- [WORK INSTRUCTIONS]:
Look through the listing below and report how many lines contain "that", as a bare number.

- [INPUT DATA]:
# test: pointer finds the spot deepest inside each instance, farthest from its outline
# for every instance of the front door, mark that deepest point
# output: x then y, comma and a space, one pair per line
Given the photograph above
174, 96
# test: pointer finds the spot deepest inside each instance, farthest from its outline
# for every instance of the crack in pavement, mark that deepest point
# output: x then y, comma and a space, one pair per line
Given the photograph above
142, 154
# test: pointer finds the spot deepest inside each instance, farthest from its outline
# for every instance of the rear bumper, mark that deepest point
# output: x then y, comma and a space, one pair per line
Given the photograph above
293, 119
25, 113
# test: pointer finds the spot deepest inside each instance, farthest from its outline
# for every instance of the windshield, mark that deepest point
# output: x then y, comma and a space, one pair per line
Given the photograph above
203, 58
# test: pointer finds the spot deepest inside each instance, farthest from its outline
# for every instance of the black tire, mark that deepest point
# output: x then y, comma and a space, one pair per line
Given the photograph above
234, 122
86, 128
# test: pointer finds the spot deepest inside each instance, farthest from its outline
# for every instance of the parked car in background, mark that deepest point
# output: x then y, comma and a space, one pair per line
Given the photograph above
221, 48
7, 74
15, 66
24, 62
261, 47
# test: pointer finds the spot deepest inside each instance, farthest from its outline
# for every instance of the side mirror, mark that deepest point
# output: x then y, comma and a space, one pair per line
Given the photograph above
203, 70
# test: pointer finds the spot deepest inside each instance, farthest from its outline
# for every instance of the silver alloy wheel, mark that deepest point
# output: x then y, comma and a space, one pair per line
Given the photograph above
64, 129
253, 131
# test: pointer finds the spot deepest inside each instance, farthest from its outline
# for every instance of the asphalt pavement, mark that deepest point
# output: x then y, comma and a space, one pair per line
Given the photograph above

- [OUTPUT FOR THIS EXERCISE]:
9